Instructions to follow: Copy every line of the data that contains the string "query".

Records to process:
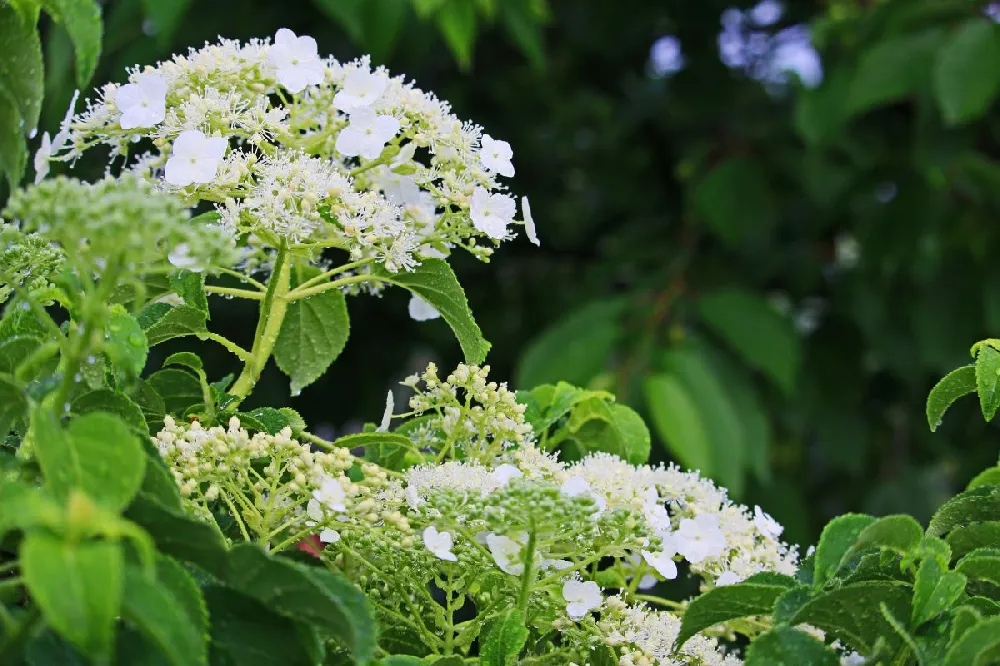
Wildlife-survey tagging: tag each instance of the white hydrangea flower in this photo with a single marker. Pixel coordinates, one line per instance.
(529, 222)
(331, 495)
(366, 135)
(506, 553)
(496, 156)
(727, 578)
(491, 213)
(421, 310)
(699, 537)
(662, 563)
(505, 473)
(296, 60)
(195, 158)
(439, 543)
(581, 597)
(180, 257)
(767, 525)
(361, 89)
(143, 103)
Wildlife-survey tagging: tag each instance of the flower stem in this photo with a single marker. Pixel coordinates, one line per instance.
(272, 314)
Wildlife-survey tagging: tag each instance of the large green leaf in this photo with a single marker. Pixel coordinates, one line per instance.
(169, 611)
(97, 454)
(785, 646)
(309, 594)
(313, 334)
(82, 20)
(435, 282)
(729, 602)
(677, 421)
(78, 586)
(575, 348)
(950, 388)
(763, 337)
(967, 71)
(736, 200)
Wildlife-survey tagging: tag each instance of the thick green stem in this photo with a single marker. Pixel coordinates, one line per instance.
(272, 314)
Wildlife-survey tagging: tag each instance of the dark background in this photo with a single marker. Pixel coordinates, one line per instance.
(850, 227)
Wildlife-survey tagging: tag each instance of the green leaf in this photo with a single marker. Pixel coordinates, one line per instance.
(169, 611)
(934, 591)
(178, 389)
(967, 71)
(313, 334)
(835, 544)
(82, 20)
(988, 380)
(980, 504)
(977, 535)
(676, 420)
(575, 348)
(721, 604)
(179, 536)
(166, 16)
(736, 200)
(435, 282)
(21, 68)
(245, 632)
(894, 68)
(715, 410)
(981, 564)
(97, 454)
(306, 593)
(978, 646)
(457, 22)
(785, 646)
(13, 406)
(186, 360)
(851, 613)
(504, 641)
(77, 585)
(162, 321)
(988, 477)
(952, 386)
(126, 345)
(106, 400)
(764, 338)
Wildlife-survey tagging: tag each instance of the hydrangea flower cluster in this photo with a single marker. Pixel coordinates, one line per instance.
(296, 149)
(490, 518)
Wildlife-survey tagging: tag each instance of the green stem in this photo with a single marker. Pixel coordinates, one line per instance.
(272, 314)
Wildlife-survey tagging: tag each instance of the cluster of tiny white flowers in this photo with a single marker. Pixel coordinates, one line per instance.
(480, 417)
(646, 638)
(292, 147)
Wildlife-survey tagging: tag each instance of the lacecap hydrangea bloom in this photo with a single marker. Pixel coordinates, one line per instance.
(291, 148)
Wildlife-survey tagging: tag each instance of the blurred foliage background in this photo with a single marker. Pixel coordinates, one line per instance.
(769, 227)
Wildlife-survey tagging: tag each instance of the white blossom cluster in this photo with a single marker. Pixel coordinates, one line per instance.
(293, 148)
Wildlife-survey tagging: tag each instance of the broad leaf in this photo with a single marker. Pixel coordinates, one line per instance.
(312, 335)
(435, 282)
(78, 586)
(950, 388)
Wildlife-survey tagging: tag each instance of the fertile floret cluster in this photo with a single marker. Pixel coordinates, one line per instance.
(295, 149)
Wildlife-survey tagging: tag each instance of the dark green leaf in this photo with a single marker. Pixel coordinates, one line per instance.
(306, 593)
(78, 586)
(763, 337)
(435, 282)
(951, 387)
(785, 646)
(313, 334)
(722, 604)
(967, 72)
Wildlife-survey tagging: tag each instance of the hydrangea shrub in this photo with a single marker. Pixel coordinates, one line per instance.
(147, 517)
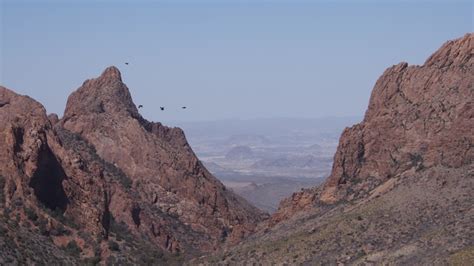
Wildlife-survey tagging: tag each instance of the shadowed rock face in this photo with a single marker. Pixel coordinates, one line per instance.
(401, 187)
(103, 167)
(418, 117)
(165, 174)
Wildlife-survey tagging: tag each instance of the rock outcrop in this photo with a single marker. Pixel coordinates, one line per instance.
(105, 171)
(163, 170)
(402, 184)
(418, 117)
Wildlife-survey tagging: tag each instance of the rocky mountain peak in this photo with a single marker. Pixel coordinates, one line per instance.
(419, 117)
(106, 94)
(455, 53)
(111, 72)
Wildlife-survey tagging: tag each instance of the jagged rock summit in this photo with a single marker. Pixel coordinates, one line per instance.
(418, 117)
(164, 170)
(402, 183)
(105, 171)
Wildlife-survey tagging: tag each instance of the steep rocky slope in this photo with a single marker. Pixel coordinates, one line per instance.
(402, 181)
(104, 183)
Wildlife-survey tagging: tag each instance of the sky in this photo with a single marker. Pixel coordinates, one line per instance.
(222, 59)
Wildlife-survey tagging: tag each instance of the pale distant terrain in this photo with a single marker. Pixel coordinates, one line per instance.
(266, 160)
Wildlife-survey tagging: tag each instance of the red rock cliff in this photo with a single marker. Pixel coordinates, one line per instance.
(418, 117)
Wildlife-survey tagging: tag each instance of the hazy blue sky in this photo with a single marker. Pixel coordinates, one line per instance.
(222, 59)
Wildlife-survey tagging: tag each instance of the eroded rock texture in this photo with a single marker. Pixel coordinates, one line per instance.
(104, 170)
(418, 117)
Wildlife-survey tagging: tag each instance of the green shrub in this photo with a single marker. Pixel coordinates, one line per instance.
(114, 246)
(31, 214)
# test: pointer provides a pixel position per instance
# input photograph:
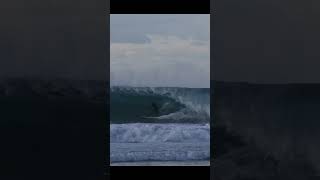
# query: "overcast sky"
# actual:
(160, 50)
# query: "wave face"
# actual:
(159, 105)
(159, 142)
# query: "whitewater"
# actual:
(178, 132)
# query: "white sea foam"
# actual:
(159, 142)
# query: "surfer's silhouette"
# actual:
(155, 108)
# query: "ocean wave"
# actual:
(148, 104)
(146, 133)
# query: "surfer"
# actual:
(155, 108)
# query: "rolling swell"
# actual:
(160, 105)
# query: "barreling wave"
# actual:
(159, 105)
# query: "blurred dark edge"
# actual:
(160, 7)
(53, 89)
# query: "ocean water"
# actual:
(159, 126)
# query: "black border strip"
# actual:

Finished task:
# query: "overcast sky"
# query: "wave face"
# query: "whitewater"
# query: "white sea foam"
# query: "surfer's silhouette"
# query: "ocean wave"
# query: "surfer"
# query: "rolling swell"
# query: "barreling wave"
# query: "blurred dark edge"
# query: "ocean water"
# query: "black border strip"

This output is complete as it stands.